Available data ::
☆ ☆ ☆ ☆
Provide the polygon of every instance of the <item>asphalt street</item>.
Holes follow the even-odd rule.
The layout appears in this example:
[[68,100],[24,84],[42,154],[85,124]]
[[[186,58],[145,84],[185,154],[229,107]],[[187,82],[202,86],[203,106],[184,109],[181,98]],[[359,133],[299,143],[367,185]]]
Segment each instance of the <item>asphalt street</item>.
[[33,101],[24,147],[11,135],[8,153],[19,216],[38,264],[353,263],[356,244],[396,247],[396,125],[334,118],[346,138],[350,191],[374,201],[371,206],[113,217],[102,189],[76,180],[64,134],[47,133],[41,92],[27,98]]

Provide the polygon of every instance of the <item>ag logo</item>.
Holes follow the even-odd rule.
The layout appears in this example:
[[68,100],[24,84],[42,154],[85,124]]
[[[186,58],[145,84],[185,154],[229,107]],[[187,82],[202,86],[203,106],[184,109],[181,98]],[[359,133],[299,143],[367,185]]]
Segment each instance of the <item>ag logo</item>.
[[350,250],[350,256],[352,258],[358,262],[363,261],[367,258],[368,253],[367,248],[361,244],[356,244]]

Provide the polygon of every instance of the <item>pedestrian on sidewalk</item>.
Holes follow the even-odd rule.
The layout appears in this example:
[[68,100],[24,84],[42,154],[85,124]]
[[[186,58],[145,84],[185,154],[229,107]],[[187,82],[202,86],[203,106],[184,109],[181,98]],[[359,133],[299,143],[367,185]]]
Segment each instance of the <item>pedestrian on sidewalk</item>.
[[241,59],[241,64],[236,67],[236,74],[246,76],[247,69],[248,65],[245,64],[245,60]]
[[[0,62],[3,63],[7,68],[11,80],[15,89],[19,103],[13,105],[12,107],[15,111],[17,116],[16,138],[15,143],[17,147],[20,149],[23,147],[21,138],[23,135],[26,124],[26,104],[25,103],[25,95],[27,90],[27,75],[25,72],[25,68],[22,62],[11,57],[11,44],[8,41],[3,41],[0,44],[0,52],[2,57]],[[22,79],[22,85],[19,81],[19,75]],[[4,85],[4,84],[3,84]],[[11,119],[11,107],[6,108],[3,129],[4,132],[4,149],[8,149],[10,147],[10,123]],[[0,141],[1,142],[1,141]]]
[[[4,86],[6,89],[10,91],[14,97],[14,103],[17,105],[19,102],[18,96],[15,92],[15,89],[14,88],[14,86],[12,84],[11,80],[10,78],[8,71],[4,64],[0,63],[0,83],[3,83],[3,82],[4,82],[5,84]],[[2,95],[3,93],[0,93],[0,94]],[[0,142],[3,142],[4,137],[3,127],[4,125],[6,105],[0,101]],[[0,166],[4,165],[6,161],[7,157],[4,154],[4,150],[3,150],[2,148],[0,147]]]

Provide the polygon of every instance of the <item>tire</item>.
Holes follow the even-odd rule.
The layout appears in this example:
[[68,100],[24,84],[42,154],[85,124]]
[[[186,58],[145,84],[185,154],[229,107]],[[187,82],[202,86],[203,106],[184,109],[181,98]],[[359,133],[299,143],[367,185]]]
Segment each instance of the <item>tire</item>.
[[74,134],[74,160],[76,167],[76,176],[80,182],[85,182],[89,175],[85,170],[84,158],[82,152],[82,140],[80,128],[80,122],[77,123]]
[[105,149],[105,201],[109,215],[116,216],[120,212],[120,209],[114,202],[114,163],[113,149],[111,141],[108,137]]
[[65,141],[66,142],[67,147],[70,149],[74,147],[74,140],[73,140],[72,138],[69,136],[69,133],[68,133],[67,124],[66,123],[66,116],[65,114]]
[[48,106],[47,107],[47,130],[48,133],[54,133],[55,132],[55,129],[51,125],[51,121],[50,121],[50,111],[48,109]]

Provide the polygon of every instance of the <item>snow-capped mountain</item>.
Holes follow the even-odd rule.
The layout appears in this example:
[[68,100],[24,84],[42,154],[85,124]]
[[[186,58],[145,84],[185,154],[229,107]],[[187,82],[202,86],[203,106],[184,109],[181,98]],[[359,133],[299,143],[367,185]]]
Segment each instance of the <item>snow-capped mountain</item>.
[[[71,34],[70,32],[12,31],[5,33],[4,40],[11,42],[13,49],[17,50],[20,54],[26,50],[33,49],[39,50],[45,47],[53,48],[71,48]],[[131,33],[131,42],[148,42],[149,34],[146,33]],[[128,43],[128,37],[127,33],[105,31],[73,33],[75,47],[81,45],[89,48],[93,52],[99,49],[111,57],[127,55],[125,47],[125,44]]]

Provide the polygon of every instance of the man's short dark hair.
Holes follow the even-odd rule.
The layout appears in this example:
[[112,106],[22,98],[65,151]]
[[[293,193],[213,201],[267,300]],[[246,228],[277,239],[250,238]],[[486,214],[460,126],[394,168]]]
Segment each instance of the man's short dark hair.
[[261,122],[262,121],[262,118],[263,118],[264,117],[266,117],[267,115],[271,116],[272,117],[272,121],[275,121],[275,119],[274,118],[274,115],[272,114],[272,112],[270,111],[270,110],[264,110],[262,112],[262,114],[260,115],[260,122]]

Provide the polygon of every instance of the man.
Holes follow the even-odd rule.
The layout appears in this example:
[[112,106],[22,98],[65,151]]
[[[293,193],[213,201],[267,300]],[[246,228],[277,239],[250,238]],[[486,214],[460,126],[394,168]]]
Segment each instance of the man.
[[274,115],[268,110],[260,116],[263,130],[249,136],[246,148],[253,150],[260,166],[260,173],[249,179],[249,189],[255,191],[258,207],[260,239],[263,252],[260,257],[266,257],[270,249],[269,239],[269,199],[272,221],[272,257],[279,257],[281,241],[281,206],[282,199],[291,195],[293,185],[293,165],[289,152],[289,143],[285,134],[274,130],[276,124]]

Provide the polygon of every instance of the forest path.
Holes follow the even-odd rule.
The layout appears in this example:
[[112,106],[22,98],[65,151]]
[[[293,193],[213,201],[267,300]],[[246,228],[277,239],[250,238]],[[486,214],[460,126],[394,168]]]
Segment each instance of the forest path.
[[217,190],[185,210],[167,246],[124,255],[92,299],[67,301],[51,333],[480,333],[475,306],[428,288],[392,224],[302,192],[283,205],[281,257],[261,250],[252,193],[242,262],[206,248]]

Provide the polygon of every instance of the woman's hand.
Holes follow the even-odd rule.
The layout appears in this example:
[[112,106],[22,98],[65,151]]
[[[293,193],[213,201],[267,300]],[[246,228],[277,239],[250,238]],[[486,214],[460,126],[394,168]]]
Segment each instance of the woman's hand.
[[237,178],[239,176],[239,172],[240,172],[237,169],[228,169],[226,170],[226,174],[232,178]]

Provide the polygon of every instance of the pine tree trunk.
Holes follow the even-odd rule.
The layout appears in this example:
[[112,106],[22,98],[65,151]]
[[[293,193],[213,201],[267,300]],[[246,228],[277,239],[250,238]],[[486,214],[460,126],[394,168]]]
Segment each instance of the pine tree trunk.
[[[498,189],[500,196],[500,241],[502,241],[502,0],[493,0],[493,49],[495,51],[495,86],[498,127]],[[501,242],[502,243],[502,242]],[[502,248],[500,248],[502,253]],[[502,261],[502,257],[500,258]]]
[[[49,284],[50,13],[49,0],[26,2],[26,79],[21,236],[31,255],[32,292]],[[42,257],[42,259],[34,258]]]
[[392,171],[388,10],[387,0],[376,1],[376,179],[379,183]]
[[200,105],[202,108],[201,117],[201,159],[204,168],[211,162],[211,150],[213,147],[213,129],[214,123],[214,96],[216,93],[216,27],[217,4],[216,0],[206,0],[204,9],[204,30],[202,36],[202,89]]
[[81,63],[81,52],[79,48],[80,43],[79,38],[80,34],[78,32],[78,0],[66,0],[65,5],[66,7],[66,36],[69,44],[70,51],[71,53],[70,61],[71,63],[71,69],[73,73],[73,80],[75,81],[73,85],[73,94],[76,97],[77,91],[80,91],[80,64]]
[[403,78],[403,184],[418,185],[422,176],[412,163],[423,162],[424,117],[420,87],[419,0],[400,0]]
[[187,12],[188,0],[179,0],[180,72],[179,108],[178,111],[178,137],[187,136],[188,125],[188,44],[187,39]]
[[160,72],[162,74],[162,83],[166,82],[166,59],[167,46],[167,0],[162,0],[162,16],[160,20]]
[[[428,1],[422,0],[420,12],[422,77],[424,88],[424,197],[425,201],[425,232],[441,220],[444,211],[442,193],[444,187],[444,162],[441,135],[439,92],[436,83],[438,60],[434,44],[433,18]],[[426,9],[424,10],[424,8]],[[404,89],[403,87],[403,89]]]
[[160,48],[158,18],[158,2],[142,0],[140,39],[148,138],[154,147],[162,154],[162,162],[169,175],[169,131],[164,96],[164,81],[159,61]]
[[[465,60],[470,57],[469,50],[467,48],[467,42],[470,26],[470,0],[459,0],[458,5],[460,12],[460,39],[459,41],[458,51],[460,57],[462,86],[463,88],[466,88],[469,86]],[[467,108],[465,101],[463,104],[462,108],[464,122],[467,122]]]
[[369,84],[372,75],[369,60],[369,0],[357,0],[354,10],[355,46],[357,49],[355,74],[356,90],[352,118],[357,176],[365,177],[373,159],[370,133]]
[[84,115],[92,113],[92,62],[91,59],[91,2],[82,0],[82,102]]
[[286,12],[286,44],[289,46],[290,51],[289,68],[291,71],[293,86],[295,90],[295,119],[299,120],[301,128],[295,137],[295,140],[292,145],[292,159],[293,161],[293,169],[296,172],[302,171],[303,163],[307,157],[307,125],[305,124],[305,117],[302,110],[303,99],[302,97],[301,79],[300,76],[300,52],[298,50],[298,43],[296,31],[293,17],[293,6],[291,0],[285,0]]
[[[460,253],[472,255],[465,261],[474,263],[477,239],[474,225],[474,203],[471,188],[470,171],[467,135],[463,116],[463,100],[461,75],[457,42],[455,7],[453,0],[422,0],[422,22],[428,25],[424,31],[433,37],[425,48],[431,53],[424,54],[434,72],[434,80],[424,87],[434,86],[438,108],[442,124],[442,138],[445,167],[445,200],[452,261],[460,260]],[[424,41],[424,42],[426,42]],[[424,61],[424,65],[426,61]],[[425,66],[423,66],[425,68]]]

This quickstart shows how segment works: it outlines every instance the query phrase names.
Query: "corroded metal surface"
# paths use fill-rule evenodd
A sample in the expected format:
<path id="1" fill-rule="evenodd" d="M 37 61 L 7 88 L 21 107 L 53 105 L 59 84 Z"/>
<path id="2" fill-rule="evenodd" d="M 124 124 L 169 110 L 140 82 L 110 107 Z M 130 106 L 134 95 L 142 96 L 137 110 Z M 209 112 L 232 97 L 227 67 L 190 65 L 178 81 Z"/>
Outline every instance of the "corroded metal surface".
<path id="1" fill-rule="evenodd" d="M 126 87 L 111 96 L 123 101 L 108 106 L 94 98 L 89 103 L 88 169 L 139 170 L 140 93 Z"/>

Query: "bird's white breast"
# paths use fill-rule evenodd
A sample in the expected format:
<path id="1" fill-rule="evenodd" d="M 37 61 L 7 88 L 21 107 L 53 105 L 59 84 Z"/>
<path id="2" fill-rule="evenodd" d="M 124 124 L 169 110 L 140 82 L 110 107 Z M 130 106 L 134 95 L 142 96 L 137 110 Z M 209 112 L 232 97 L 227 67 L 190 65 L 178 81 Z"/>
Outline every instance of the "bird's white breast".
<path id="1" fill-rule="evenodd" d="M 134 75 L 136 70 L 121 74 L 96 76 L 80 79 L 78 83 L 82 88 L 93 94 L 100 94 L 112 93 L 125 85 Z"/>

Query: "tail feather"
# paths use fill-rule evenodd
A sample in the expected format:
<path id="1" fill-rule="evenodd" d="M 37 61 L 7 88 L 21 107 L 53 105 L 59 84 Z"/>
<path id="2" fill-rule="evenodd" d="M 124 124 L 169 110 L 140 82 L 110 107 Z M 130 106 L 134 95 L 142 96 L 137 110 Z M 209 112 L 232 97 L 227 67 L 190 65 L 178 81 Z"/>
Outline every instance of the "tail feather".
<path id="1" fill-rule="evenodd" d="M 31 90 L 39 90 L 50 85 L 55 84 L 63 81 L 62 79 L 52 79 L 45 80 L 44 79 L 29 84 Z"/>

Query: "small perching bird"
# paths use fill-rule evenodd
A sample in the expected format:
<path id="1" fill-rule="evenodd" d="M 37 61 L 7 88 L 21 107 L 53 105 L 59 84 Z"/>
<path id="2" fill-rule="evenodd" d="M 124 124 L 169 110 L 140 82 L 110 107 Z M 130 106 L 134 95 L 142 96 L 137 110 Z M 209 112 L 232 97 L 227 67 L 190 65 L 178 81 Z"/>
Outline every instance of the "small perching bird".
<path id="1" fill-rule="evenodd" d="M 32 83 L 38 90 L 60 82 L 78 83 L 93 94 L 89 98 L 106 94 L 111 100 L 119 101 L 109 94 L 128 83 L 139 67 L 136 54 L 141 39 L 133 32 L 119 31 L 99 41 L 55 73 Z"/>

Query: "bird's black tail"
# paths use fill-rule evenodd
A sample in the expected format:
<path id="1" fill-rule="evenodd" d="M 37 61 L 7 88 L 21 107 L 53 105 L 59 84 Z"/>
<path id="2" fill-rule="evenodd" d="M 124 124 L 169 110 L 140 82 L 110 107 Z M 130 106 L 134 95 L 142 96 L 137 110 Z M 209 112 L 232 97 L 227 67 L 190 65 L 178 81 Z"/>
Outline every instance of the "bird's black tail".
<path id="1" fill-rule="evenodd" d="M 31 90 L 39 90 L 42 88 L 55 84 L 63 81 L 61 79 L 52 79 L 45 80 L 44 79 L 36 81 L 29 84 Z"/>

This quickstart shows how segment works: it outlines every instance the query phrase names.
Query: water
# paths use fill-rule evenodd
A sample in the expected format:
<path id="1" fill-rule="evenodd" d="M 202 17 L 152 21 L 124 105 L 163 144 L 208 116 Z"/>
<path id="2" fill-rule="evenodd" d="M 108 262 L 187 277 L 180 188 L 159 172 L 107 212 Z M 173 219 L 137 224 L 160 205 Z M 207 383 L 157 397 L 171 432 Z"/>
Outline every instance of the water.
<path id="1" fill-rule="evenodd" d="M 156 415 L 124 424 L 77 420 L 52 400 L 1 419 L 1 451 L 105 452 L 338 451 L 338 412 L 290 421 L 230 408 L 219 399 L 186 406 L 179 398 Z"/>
☆ ☆ ☆ ☆
Instructions for the task :: Print the rows verbatim, starting at the first line and ending with the line containing "Segment each instance of the <item>asphalt".

The response ::
Provide the polygon of every instance of the <item>asphalt street</item>.
Holes follow the even-odd rule.
The layout appears in this example:
[[68,100],[24,84],[42,154],[85,124]]
[[[186,58],[145,84],[185,154],[229,107]],[[187,82],[202,86],[203,106],[184,109],[181,98]],[[359,133],[299,143],[367,185]]]
Segment each instance of the <item>asphalt street</item>.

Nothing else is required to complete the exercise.